Breaking the Ramadan fast, Dubai – photo by Francois Nel

From Sarah Kliff:

Nevada, with little fanfare or notice, is inching toward a massive health insurance expansion — one that would give the state’s 2.8 million residents access to a public health insurance option.

The Nevada legislature passed a bill Friday that would allow anyone to buy into Medicaid, the public program that covers low-income Americans. It would be the first state to open the government-run program to all residents, regardless of their income or health status.

This is “Medicaid for All”, not “Medicare for All”, which several Democrats have proposed over the years. Medicare for all has always fizzled out, due to a lack of political support.

Medicaid for all offers an interesting alternative. Medicaid coverage generally costs less than Medicare for all because the program pays doctors lower rates. This could make it cheaper for low-income price-sensitive consumers who can’t afford the Obamacare monthly premiums. More from Sarah Kliff:

Nevada’s bill to allow a broader Medicaid buy-in is short, running just four pages. It would allow any state resident who lacks health insurance coverage to buy into the state Medicaid program, which would sell under the name the Nevada Care Plan.

[Stored data entries]
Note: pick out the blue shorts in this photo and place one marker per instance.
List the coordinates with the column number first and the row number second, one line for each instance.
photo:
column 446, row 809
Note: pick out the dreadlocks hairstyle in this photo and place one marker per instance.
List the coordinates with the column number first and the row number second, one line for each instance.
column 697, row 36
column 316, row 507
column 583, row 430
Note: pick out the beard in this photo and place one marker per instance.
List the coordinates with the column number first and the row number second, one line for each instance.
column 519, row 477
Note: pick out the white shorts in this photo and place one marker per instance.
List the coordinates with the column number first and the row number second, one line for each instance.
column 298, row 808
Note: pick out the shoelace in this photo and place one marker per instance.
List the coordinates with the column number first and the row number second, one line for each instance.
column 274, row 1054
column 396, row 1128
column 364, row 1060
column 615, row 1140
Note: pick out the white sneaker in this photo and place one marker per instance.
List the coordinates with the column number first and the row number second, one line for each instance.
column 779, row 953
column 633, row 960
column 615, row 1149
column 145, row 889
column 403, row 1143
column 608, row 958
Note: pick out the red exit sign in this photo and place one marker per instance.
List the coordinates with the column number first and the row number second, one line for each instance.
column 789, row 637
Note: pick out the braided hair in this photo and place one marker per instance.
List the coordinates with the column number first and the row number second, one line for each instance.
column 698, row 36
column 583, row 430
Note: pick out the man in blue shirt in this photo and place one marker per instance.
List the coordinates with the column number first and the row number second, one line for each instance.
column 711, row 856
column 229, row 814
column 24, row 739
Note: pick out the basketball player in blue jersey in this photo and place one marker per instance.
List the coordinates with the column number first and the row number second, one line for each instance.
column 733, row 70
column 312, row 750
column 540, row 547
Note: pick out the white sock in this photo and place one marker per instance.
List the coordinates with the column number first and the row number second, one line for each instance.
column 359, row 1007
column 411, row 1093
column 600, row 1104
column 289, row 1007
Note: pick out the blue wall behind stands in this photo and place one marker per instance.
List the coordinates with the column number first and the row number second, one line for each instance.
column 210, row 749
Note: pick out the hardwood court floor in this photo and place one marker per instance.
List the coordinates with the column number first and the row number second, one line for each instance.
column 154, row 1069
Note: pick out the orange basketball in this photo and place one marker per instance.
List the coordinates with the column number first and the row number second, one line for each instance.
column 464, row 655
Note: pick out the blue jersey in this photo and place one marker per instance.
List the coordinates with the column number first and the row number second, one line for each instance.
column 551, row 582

**PROBLEM TO WORK ON**
According to the passage on Nevada's Medicaid bill, under what name would the state Medicaid program be sold? The data have no role in this exercise.

**RESPONSE TO THIS TASK**
The Nevada Care Plan.